--- AIM OF THE TASK ---
Swap every occurrence of "exactly one point" for "a single point" throughout the data below, leaving everything else as it is.

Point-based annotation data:
-- START --
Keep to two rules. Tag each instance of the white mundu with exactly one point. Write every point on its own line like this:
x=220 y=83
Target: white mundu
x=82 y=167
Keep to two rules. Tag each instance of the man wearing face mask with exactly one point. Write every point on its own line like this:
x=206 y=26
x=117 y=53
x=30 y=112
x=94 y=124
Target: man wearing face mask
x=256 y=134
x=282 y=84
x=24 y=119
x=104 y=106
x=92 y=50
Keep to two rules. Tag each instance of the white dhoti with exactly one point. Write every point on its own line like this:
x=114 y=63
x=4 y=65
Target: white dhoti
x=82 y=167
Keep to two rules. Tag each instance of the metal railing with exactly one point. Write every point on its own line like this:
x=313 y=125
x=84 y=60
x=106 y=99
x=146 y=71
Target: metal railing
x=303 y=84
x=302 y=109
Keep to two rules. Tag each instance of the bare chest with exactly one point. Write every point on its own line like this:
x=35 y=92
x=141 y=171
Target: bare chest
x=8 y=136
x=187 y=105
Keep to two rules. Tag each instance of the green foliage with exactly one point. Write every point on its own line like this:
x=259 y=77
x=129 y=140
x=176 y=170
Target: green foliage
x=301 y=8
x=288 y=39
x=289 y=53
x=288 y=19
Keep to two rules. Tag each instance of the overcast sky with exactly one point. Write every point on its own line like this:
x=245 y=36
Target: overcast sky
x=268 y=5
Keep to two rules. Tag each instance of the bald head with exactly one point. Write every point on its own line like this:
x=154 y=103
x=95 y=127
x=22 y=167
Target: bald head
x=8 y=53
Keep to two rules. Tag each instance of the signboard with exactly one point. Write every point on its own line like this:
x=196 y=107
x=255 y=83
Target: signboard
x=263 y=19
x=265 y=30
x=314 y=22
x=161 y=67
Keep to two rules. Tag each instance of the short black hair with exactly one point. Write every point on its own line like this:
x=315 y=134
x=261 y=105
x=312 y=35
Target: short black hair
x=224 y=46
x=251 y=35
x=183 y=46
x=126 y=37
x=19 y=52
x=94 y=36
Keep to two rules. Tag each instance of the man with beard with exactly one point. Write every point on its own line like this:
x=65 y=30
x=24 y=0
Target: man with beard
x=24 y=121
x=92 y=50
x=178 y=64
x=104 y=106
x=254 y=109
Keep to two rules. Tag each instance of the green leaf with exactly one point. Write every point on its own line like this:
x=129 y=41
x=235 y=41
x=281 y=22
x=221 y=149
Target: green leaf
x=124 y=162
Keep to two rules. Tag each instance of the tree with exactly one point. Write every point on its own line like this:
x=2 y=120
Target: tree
-- END --
--- CORRECT RESPONSE ---
Keep to two rules. Tag each instance of the white mundu with a single point. Write every point on its own line like this:
x=220 y=83
Target: white mundu
x=82 y=167
Keep to two rules. Tag each instance of the man wearing face mask with a single point. Write every point on its own line like this:
x=206 y=26
x=117 y=53
x=30 y=112
x=94 y=124
Target: man wearing face mask
x=256 y=134
x=282 y=84
x=24 y=119
x=104 y=106
x=92 y=50
Keep to two rules. Tag each instance of the white dhoti with a single point. Write every point on its own line like this:
x=114 y=63
x=4 y=65
Target: white dhoti
x=82 y=167
Keep to two rules. Tag each instance of the metal railing with a single point. Write every point on its own line like this:
x=313 y=125
x=84 y=60
x=106 y=99
x=146 y=71
Target: metal railing
x=303 y=84
x=302 y=109
Keep to two rules. Tag each instance of the bare chest with a single point. Write every point on its own line like this:
x=35 y=92
x=141 y=171
Target: bare chest
x=8 y=136
x=187 y=105
Keep to two rules. Tag each instance of the green foliage with a single point. Write every point on its own line like this:
x=259 y=77
x=129 y=140
x=176 y=170
Target: green foliage
x=301 y=8
x=288 y=39
x=289 y=53
x=288 y=19
Keep to two rules. Tag each instance of the overcast sky with a single point. Write every point on its own line like this:
x=245 y=36
Target: overcast sky
x=268 y=5
Keep to two rules. Tag each instance of the bald head with a single point. Write every point on its own line like this:
x=154 y=103
x=95 y=127
x=22 y=167
Target: bald head
x=8 y=53
Keep to two rules. Tag each instance of the signboard with a single point. Write every point on its own line like this:
x=196 y=107
x=255 y=83
Target: signboard
x=263 y=19
x=265 y=30
x=314 y=22
x=161 y=67
Keep to two rules. Tag each instance of the short black hair with a single point. Write every point on its own line like this:
x=315 y=134
x=261 y=105
x=312 y=35
Target: short black hair
x=224 y=46
x=251 y=35
x=183 y=46
x=126 y=37
x=19 y=52
x=94 y=36
Keep to two rules. Tag each instance of the man with beard with a single point. Write every point on its own line like this:
x=65 y=30
x=24 y=0
Target: man with beard
x=24 y=121
x=92 y=50
x=178 y=64
x=104 y=106
x=254 y=109
Keep to two rules. Tag each instance of the green leaf with a single point. Write every point on its own line like this:
x=129 y=41
x=235 y=41
x=281 y=22
x=221 y=149
Target: green leaf
x=124 y=162
Keep to two rules. Tag each instance of the tree with a single point. Write every point on its own line like this:
x=2 y=120
Target: tree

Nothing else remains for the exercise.